:: DATA TO USE ::

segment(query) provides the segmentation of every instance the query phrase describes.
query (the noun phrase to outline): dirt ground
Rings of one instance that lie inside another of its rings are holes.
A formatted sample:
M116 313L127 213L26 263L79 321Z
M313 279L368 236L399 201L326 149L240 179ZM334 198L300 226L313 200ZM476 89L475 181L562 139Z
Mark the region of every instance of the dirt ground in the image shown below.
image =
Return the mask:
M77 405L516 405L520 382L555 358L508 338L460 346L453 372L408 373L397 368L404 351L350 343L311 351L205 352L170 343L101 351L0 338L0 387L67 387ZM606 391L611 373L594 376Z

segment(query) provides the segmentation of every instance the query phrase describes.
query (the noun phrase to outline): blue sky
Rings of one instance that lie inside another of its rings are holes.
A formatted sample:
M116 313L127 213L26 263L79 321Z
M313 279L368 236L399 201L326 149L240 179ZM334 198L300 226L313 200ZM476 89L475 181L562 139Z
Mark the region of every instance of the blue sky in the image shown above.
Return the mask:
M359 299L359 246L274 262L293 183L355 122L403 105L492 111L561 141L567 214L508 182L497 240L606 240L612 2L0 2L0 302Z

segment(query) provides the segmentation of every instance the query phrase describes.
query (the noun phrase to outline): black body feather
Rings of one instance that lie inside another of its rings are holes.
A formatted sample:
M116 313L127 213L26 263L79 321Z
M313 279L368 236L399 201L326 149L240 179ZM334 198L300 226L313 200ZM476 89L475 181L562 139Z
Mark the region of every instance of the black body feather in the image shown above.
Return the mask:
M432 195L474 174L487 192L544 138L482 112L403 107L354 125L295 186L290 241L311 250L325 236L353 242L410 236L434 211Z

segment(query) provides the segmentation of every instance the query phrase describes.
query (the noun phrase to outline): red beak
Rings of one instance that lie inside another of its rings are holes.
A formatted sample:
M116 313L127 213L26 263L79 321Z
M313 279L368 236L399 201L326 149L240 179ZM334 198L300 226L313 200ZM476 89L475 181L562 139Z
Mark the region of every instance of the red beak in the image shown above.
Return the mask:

:::

INSTRUCTIONS FOR THE TASK » Indicate how many lines in the records above contain the word "dirt", giving only the number.

WRITTEN SOLUTION » 2